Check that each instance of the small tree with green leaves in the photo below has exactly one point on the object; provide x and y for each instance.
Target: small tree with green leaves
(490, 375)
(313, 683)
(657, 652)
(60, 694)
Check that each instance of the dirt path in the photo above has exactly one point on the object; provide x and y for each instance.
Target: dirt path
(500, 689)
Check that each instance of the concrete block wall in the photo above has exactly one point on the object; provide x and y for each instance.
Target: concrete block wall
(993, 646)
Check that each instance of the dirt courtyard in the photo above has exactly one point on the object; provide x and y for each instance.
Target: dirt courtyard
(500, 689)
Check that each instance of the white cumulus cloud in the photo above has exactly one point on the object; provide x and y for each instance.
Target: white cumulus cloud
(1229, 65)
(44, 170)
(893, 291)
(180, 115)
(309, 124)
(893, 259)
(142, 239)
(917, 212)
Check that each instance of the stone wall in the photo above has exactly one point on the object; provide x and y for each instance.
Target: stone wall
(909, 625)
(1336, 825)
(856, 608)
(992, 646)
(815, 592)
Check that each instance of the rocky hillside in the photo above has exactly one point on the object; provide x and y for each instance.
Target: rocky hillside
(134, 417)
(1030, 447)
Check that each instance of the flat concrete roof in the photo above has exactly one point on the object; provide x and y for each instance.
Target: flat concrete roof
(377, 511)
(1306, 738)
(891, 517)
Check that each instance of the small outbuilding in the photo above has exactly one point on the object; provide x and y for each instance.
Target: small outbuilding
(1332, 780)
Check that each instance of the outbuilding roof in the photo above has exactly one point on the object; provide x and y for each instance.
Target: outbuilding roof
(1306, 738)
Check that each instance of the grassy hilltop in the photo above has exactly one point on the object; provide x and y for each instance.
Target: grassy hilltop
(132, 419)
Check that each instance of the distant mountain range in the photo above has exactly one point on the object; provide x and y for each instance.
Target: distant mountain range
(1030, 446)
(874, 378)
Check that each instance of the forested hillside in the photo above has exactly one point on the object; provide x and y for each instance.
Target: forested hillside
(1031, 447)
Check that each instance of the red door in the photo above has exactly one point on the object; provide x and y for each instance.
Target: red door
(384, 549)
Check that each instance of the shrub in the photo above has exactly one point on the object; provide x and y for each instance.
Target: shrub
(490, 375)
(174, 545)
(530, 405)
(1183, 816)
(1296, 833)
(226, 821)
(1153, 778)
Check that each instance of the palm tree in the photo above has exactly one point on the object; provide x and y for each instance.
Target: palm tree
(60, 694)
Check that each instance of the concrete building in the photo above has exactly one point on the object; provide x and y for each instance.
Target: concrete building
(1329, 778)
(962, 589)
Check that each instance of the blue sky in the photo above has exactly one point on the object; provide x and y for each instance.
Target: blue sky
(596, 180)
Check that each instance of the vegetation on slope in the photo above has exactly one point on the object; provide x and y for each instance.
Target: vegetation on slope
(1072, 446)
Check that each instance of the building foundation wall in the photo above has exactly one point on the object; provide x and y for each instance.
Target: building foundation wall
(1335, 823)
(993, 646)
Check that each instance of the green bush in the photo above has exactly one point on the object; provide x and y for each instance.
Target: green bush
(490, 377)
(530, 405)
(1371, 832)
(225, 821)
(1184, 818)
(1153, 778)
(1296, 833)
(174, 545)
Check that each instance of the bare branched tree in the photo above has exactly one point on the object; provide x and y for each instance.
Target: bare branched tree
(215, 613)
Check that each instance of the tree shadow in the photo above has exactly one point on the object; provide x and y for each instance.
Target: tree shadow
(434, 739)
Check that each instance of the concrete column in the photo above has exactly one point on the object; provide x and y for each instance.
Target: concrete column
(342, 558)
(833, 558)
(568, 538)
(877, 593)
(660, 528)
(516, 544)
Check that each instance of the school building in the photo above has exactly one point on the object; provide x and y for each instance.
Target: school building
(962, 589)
· · · · ·
Problem |
Can you give all of the entries above again, changing "exactly one point" to "a single point" wherever it occurs and keeping everything else the same?

Problem solution |
Check that each instance of the small tree with green leaves in the photo below has a single point on the object; provide x and y for each instance.
Target: small tree with green leaves
(490, 375)
(313, 683)
(657, 652)
(60, 694)
Check that each instance of the dirt path in the photo above has a single point on the object; provide x and y for each instance.
Target: dirt path
(500, 689)
Check that each instance of the concrete block wall in the photo above has a single point on the object; provide x and y for each instance.
Target: concrete block wall
(993, 646)
Check that each instance of the dirt courtyard in the photo above has a single point on the object; provide x and y for each instance.
Target: dirt courtyard
(500, 689)
Check that each instance of the white cumulus cloud in the photo above has a single point on the object; provide x and y for each instance.
Target: white cumulus cloud
(1229, 65)
(44, 170)
(893, 291)
(180, 115)
(309, 124)
(893, 259)
(142, 239)
(917, 212)
Check that each instance of the stone wall in the photo above has a single point on the object; provide x and y for each instance.
Target: stone wall
(909, 625)
(1336, 825)
(856, 608)
(992, 646)
(815, 592)
Check that each instance of the rocky hillside in the photo above has a single point on the object; provide x and y for each instance.
Target: rocky hillside
(134, 417)
(1030, 447)
Check that each instance of the flat concrete roof in the photo above has a single point on the object; provide x and y for each instance.
Target: flat concrete roof
(377, 511)
(1306, 738)
(891, 517)
Check that each instance of the small outbuilding in the photo above has a single point on the object; provide x and y for each instance.
Target: small outbuilding
(1332, 780)
Check that each instance of the outbuilding roof in the photo above has a single point on the object; provide x and y for each instance.
Target: outbuilding roof
(1306, 738)
Check that each instance of the grassy hilltop in the photo above has a single point on the object; provide x and y for each instance.
Target: grassy hilltop
(132, 419)
Check that each instance of the distant mountain range in the photo above has a single point on the object; provide x and y for each instance.
Target: distant mountain range
(1030, 446)
(874, 378)
Check that each instance of the forested hillside in the photo above has a single point on the object; provide x and y for each instance.
Target: forested hillside
(1031, 447)
Check that each instance of the red door in the photo above has a single point on the object; provide x and y for each instance.
Target: red door
(384, 549)
Check that each instance of the shrub in the photo above has a single point on the object; provide x and y for each instance.
Target: shrub
(490, 375)
(174, 545)
(530, 405)
(1183, 816)
(1296, 833)
(226, 821)
(1153, 778)
Check that each instance of the palm tree in the photo above has a single point on the object; provide x and y for each instance.
Target: palm tree
(60, 694)
Check that each instance of the concrete building in the photo above has a single point on the object; provide x and y for each instance.
Target: concrete building
(1329, 778)
(962, 589)
Check that each instance of the blue sky in the photo above has a single point on the object; provide x and y for each instance.
Target: blue sky
(596, 180)
Check that each instance of the vegetation on slope in the photo above has a single point on the object; provide x and y for each instance.
Target: vegetation on slope
(1072, 446)
Check that each instance of the building foundation wall in the photo above has a single point on the object; provide x and y for each instance.
Target: building foundation wall
(1335, 823)
(993, 646)
Check that each instance of the green bush in the photo above has a single point on the object; provide x and y for each instance.
Target: green bush
(490, 377)
(530, 405)
(1371, 832)
(225, 821)
(1184, 818)
(1153, 778)
(1296, 833)
(174, 545)
Check that each instance of the bare branched tree in the photo above has a single point on the object; provide x and y for each instance.
Target: bare branched tree
(215, 613)
Check that each instance of the tree shadow in the photo above has a single point on the object; provide x and y for each instance.
Target: tree shadow
(434, 739)
Check that each instance of the concrete column in the photo above has a single point on the object; provide x and y for each instance.
Target: concrete column
(342, 558)
(833, 558)
(568, 538)
(877, 593)
(660, 528)
(516, 544)
Check that each instance of the school building in the photo above has a single point on the object; provide x and y for each instance.
Target: school building
(962, 589)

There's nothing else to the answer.